▶ _Exercise passage_:
A contributor to the New Yorker and the New York Times, Solomon interweaves a personal narrative with scientific, philosophical, historical, political and cultural insights into what he describes as “the demon that visits at noon,” when one least expects it. The result is an elegantly written, meticulously researched book that is empathetic and enlightening, scholarly and useful. When Solomon had his first breakdown six years ago, he was a successful novelist, from a close-knit family, with a wide circle of friends. But shortly before his 31st birthday, “hell came to pay me a surprise visit.” What followed is the hard stuff of severe depression. “My whole system seemed to be caving in,” he writes. On his way home from the grocery store, he loses control of his bowels and soils himself. Over the following weeks, he becomes near-catatonic, unable to move, talk, eat or sleep. Aware of the ridiculousness of his situation, he nonetheless cannot do anything about it. He remembers “lying frozen, crying because I was too frightened to take a shower, and at the same time knowing that showers are not scary.” He is “defeated by the difficulty of getting a piece of lamb chop onto my fork.”

With psychoanalysis, the support of loved ones and a cocktail of antidepressants, Solomon starts to recover — only to find himself “feeling well enough for suicide.” Wishing to end his life with the least possible damage to the people around him, he attempts — unsuccessfully — to become infected with HIV through casual sexual encounters. In a bizarre twist, the knowledge that he might die lifts his depression, which in turn diminishes the wish to die. After eight months, Solomon’s first breakdown is quietly over.

In these confessional times, it could have been easy for Solomon to limit himself to a personal memoir. But he uses his story as a springboard for a wide-ranging discussion about depression. Prozac is especially popular, he explains, not so much for its efficacy as for its safety and comparatively minimal side-effects. The most successful physical treatment, he says, is the “least clean and specific” of all: electro-convulsive therapy, or ECT. He criticizes the powerful Veterans Administration for spending less than 12% of its research budget on psychiatry, when mental disorders may be the biggest problem for American veterans. We learn that despite a dramatic rise in suicide among adolescents, the highest rate is among men over 65.

Most moving of all is Solomon’s portrayal of the pain of others in different cultures and classes. In Cambodia, he is “humbled to the ground” by the story of Phaly Nuon, forced to watch as her 12-year-old daughter was gang-raped and murdered by the Khmer Rouge. She came through the darkness by “forgetting, loving, working” and now helps others do the same. He visits Greenland, where depression affects as much as 80% of the population. Yet the Inuits’ taboo against “being a cloud in the sky for other people” prevents them from seeking help. Solomon’s tales of suffering among America’s poor, where depression occurs three times as often as among the general population, were rejected by a big-circulation newsmagazine as so “implausibly horrendous it becomes comical.” Yet poorer people are often transformed after they are diagnosed as depressed. Being told you are sick, he notes, is infinitely more cheering than being told you are worthless.

Since his first breakdown, Solomon has suffered two relapses, one while writing this book. Depression is “always there, waiting in the wings.” Yet he has learned to embrace his suffering, citing the Russian proverb that “if you wake up feeling no pain, you know you’re dead.” Depression has taught him “what it means to be human, what is good in being human.” It has allowed him to come to terms with his terminally ill mother’s suicide and forced him to confront his confusion over his sexuality. Solomon apologizes that “no book can span the reach of human suffering.” This one comes close.

▶ _The task_: Please answer from the book review: which physical treatment for depression does Solomon say is the most successful?

▶ _Recorded information_:

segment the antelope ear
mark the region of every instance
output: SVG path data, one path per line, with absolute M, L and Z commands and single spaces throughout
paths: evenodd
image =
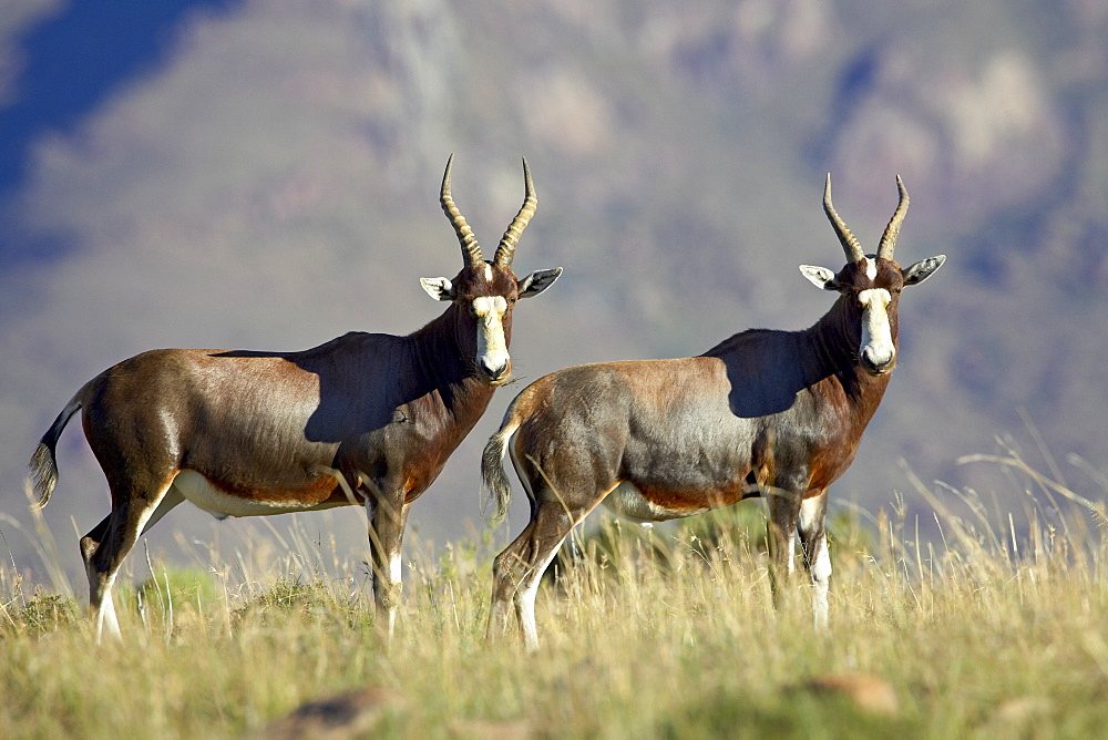
M 919 285 L 920 282 L 923 282 L 934 275 L 935 270 L 942 267 L 945 261 L 946 255 L 938 255 L 936 257 L 921 259 L 915 265 L 905 267 L 901 270 L 901 275 L 904 276 L 904 285 Z
M 535 270 L 527 277 L 520 280 L 520 298 L 531 298 L 537 296 L 546 288 L 554 285 L 554 280 L 562 275 L 561 267 L 545 270 Z
M 435 300 L 454 299 L 454 285 L 448 278 L 420 278 L 419 284 Z
M 839 276 L 825 267 L 814 265 L 801 265 L 800 274 L 811 280 L 812 285 L 823 290 L 839 290 Z

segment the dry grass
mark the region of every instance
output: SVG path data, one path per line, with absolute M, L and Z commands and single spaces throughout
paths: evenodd
M 339 707 L 361 732 L 398 737 L 1097 734 L 1102 505 L 1014 453 L 992 463 L 1053 499 L 1028 495 L 997 518 L 970 492 L 921 486 L 935 538 L 901 500 L 868 522 L 838 517 L 822 634 L 802 584 L 772 607 L 750 504 L 719 515 L 726 526 L 608 524 L 578 541 L 540 593 L 537 655 L 516 635 L 484 637 L 494 548 L 481 537 L 412 564 L 388 648 L 365 566 L 295 526 L 280 557 L 213 552 L 195 573 L 151 563 L 148 583 L 117 594 L 122 645 L 94 645 L 71 599 L 3 569 L 0 727 L 264 737 L 297 707 L 346 695 L 299 719 Z M 342 577 L 325 575 L 334 566 Z

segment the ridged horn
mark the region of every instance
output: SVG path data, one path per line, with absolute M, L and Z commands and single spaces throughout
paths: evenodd
M 527 157 L 523 157 L 523 184 L 526 188 L 523 206 L 520 208 L 520 213 L 515 215 L 515 218 L 512 219 L 512 225 L 504 232 L 504 238 L 500 240 L 500 246 L 496 247 L 496 257 L 493 259 L 496 267 L 511 267 L 512 259 L 515 257 L 515 246 L 520 243 L 520 236 L 523 234 L 523 229 L 527 227 L 531 217 L 535 215 L 535 208 L 538 207 L 538 198 L 535 196 L 535 185 L 531 182 L 531 169 L 527 167 Z
M 904 189 L 904 181 L 900 178 L 900 175 L 896 175 L 896 189 L 901 193 L 900 203 L 896 204 L 896 210 L 889 219 L 889 226 L 885 227 L 885 233 L 881 235 L 881 243 L 878 245 L 878 257 L 882 259 L 893 258 L 893 250 L 896 249 L 896 237 L 900 236 L 900 227 L 904 223 L 904 214 L 907 213 L 907 191 Z
M 831 173 L 828 173 L 828 183 L 823 187 L 823 213 L 828 215 L 828 220 L 831 222 L 831 226 L 834 227 L 835 236 L 839 237 L 840 244 L 842 244 L 843 251 L 847 253 L 847 263 L 853 264 L 860 259 L 865 259 L 865 251 L 862 249 L 862 245 L 858 243 L 858 237 L 850 233 L 847 228 L 847 224 L 843 223 L 839 214 L 835 213 L 834 206 L 831 205 Z
M 470 267 L 475 267 L 484 261 L 481 255 L 481 245 L 478 237 L 473 235 L 473 229 L 465 223 L 465 216 L 454 205 L 454 199 L 450 197 L 450 167 L 454 163 L 454 155 L 447 160 L 447 172 L 442 175 L 442 191 L 439 193 L 439 203 L 442 204 L 442 213 L 447 214 L 450 225 L 458 234 L 458 240 L 462 244 L 462 260 Z

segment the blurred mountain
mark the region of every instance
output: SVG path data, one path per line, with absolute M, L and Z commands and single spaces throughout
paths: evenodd
M 0 21 L 0 105 L 18 97 L 27 29 L 71 12 L 40 4 Z M 437 202 L 452 152 L 455 201 L 486 245 L 527 157 L 540 206 L 517 269 L 566 269 L 517 312 L 522 380 L 813 323 L 831 297 L 797 265 L 843 260 L 824 173 L 871 249 L 900 174 L 897 258 L 950 259 L 905 294 L 896 377 L 833 497 L 888 502 L 909 487 L 901 461 L 989 485 L 954 461 L 1006 434 L 1108 467 L 1102 2 L 244 0 L 183 14 L 163 44 L 72 131 L 30 137 L 0 203 L 20 257 L 0 275 L 0 528 L 30 527 L 28 456 L 120 359 L 432 319 L 418 278 L 460 267 Z M 416 505 L 411 537 L 476 521 L 479 450 L 522 387 Z M 73 426 L 45 518 L 75 572 L 75 534 L 107 503 Z M 304 516 L 363 546 L 353 512 Z M 186 507 L 152 537 L 172 549 L 174 531 L 268 536 Z M 35 567 L 27 537 L 7 539 Z

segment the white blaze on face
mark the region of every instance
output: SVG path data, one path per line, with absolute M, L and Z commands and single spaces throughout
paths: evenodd
M 896 357 L 889 304 L 892 296 L 884 288 L 870 288 L 858 294 L 862 304 L 862 347 L 859 352 L 874 368 L 885 368 Z
M 504 314 L 507 300 L 503 296 L 481 296 L 473 299 L 478 317 L 478 367 L 499 370 L 507 364 L 507 341 L 504 339 Z

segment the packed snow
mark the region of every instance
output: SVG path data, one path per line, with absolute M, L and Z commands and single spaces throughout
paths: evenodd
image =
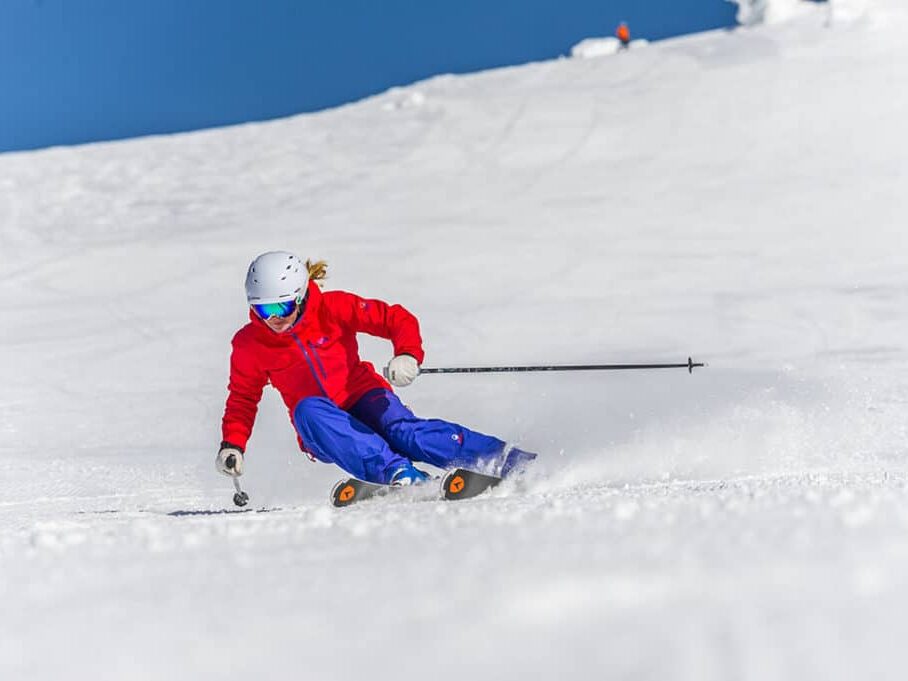
M 0 156 L 0 678 L 902 678 L 908 10 L 865 4 Z M 709 367 L 423 376 L 539 465 L 343 510 L 267 392 L 241 512 L 271 249 L 427 366 Z

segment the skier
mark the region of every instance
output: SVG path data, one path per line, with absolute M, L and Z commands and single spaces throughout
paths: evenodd
M 615 29 L 615 37 L 621 42 L 620 48 L 626 50 L 631 44 L 631 29 L 626 22 L 622 21 Z
M 229 395 L 217 470 L 243 474 L 243 454 L 262 390 L 281 394 L 300 448 L 367 482 L 394 486 L 429 476 L 413 462 L 481 470 L 505 477 L 536 455 L 439 419 L 413 415 L 373 366 L 359 357 L 357 333 L 387 338 L 394 347 L 385 375 L 410 385 L 423 360 L 419 323 L 400 305 L 316 283 L 324 261 L 305 263 L 286 251 L 263 253 L 246 274 L 249 323 L 233 337 Z M 232 458 L 231 458 L 232 457 Z

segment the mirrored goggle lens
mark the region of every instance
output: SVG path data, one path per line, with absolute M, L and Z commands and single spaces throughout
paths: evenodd
M 289 317 L 296 310 L 295 300 L 285 300 L 283 303 L 267 303 L 265 305 L 253 305 L 252 309 L 262 319 L 271 317 Z

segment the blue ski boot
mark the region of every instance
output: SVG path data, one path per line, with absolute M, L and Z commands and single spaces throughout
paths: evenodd
M 408 463 L 401 466 L 391 475 L 391 482 L 388 484 L 392 487 L 403 487 L 405 485 L 419 485 L 429 479 L 429 474 L 421 471 L 413 464 Z

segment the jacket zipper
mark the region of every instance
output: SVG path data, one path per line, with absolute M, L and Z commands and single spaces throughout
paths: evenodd
M 316 370 L 315 370 L 315 365 L 312 364 L 312 359 L 309 357 L 309 353 L 306 352 L 306 346 L 303 345 L 303 342 L 299 339 L 299 336 L 297 336 L 295 333 L 291 332 L 291 335 L 293 336 L 293 340 L 296 341 L 297 346 L 299 346 L 299 349 L 302 351 L 303 357 L 306 358 L 306 364 L 309 365 L 309 371 L 312 372 L 312 376 L 315 378 L 315 382 L 318 383 L 318 387 L 322 391 L 322 395 L 324 395 L 325 397 L 328 397 L 328 391 L 325 390 L 325 386 L 322 383 L 322 379 L 320 379 L 318 377 L 318 372 L 316 372 Z M 321 362 L 319 362 L 319 364 L 321 364 Z M 322 369 L 322 371 L 324 371 L 324 369 Z M 326 376 L 326 378 L 327 378 L 327 376 Z

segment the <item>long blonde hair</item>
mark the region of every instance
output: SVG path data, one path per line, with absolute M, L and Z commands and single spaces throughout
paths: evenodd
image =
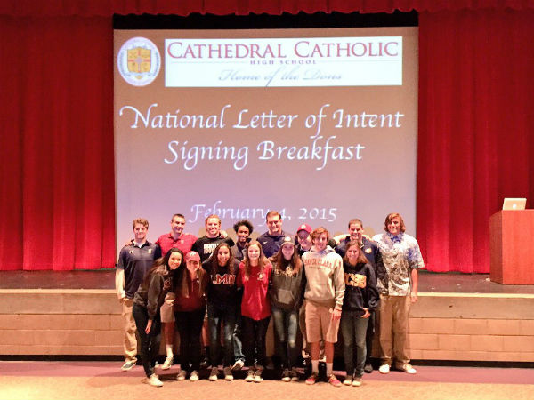
M 245 248 L 245 258 L 243 259 L 243 264 L 245 265 L 245 277 L 247 279 L 248 279 L 248 277 L 250 276 L 250 273 L 251 273 L 251 269 L 252 269 L 252 266 L 250 265 L 250 260 L 248 259 L 248 248 L 250 246 L 258 246 L 258 248 L 260 249 L 260 258 L 258 260 L 258 267 L 260 268 L 260 274 L 263 273 L 263 269 L 265 268 L 266 265 L 269 265 L 271 262 L 269 261 L 269 260 L 267 260 L 267 257 L 265 257 L 265 254 L 263 253 L 263 249 L 262 248 L 262 245 L 260 244 L 260 242 L 258 242 L 257 240 L 253 240 L 251 242 L 249 242 L 247 244 L 247 247 Z

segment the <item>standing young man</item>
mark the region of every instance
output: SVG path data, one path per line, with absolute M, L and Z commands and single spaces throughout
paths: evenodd
M 389 373 L 392 363 L 397 369 L 416 373 L 408 354 L 408 321 L 411 303 L 417 301 L 417 269 L 425 267 L 417 241 L 406 234 L 400 214 L 385 218 L 385 233 L 375 235 L 385 274 L 378 276 L 380 292 L 380 373 Z
M 280 249 L 284 237 L 291 235 L 282 230 L 282 216 L 277 211 L 267 212 L 265 222 L 269 230 L 258 236 L 258 242 L 262 244 L 265 257 L 269 258 Z
M 197 240 L 197 236 L 191 234 L 184 233 L 185 217 L 182 214 L 174 214 L 171 219 L 171 231 L 160 236 L 156 244 L 161 248 L 161 253 L 166 252 L 173 247 L 176 247 L 184 254 L 187 254 L 191 246 Z M 165 302 L 161 306 L 161 324 L 165 336 L 166 359 L 161 365 L 162 370 L 168 370 L 173 364 L 174 355 L 173 346 L 174 344 L 174 313 L 173 312 L 173 304 L 174 301 L 174 293 L 171 291 L 165 298 Z
M 327 377 L 328 382 L 340 387 L 333 373 L 334 344 L 337 341 L 339 320 L 344 296 L 343 260 L 328 246 L 328 231 L 320 227 L 312 232 L 313 246 L 303 255 L 306 288 L 306 336 L 312 353 L 312 374 L 307 385 L 313 385 L 319 374 L 320 340 L 325 340 Z
M 193 244 L 191 250 L 197 252 L 200 256 L 200 261 L 206 260 L 214 252 L 220 243 L 226 242 L 229 246 L 234 245 L 234 241 L 221 234 L 221 219 L 215 214 L 209 215 L 204 221 L 206 225 L 206 235 L 197 239 Z M 207 366 L 210 364 L 209 356 L 209 330 L 207 328 L 207 319 L 204 320 L 202 327 L 202 343 L 204 345 L 204 353 L 206 358 L 202 364 Z M 212 363 L 217 363 L 218 360 L 211 360 Z
M 159 246 L 147 241 L 149 221 L 137 218 L 132 221 L 132 226 L 134 240 L 121 249 L 115 272 L 115 289 L 125 319 L 125 364 L 122 371 L 130 371 L 137 362 L 136 327 L 132 314 L 134 296 L 154 260 L 161 257 Z
M 378 275 L 384 275 L 384 265 L 382 263 L 382 255 L 380 254 L 380 250 L 378 249 L 378 245 L 368 239 L 367 236 L 363 236 L 363 223 L 360 220 L 354 218 L 349 221 L 349 236 L 343 239 L 339 244 L 336 246 L 336 252 L 339 254 L 341 257 L 344 257 L 346 252 L 347 244 L 351 241 L 356 241 L 360 244 L 360 248 L 365 257 L 373 267 L 375 276 L 378 276 Z M 378 266 L 380 267 L 381 271 L 378 271 Z M 365 367 L 364 371 L 367 373 L 371 373 L 373 372 L 373 365 L 371 364 L 371 353 L 373 351 L 373 337 L 375 336 L 375 319 L 376 314 L 375 312 L 371 313 L 371 316 L 368 318 L 368 330 L 366 333 L 366 360 L 365 360 Z
M 222 243 L 226 242 L 231 247 L 234 241 L 225 236 L 221 235 L 221 219 L 214 214 L 206 219 L 206 235 L 197 239 L 193 244 L 191 250 L 200 255 L 200 260 L 204 262 L 211 256 L 215 247 Z

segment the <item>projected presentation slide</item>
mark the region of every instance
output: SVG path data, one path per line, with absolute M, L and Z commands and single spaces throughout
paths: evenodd
M 417 28 L 116 30 L 117 245 L 204 235 L 210 214 L 253 236 L 277 210 L 295 234 L 415 234 Z

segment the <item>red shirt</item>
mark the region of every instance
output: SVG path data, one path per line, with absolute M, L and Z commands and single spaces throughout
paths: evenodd
M 187 271 L 184 273 L 188 274 Z M 189 276 L 184 276 L 184 278 L 187 279 L 189 296 L 185 297 L 182 292 L 176 293 L 174 311 L 190 312 L 204 308 L 206 307 L 206 300 L 199 294 L 200 281 L 197 279 L 191 281 Z
M 182 250 L 182 252 L 185 254 L 186 252 L 190 252 L 191 247 L 196 241 L 197 236 L 191 234 L 182 234 L 178 239 L 174 240 L 171 234 L 167 233 L 159 236 L 156 241 L 156 244 L 159 244 L 159 247 L 161 247 L 162 255 L 166 255 L 173 247 L 178 247 Z
M 258 266 L 251 267 L 248 279 L 245 275 L 245 264 L 239 264 L 238 285 L 243 286 L 243 300 L 241 301 L 241 315 L 255 321 L 265 319 L 271 316 L 271 302 L 267 292 L 272 266 L 271 263 L 263 267 L 263 274 L 260 276 Z

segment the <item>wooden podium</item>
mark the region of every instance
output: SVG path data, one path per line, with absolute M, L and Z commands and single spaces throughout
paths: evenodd
M 534 210 L 490 217 L 490 274 L 502 284 L 534 284 Z

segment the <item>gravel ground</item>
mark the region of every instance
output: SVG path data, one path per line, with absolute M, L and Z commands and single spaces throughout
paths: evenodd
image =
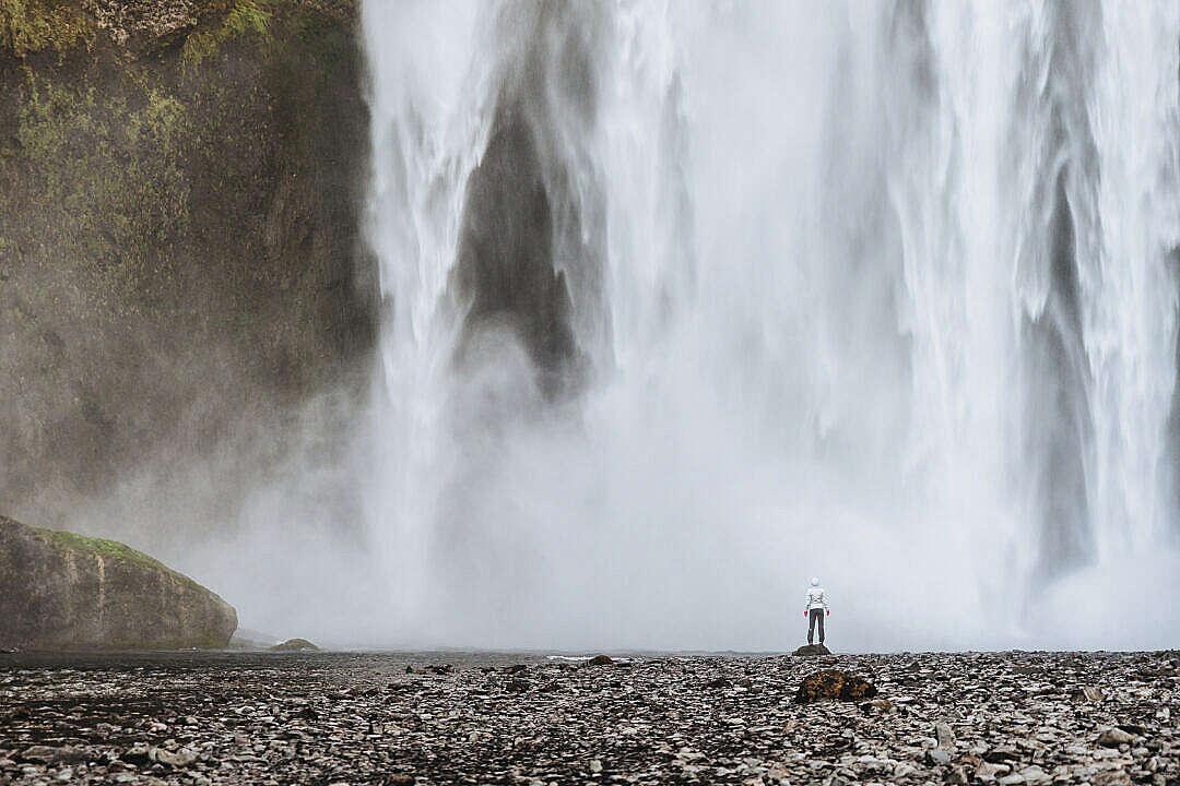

▶ _Response to this task_: Electro-convulsive therapy, or ECT.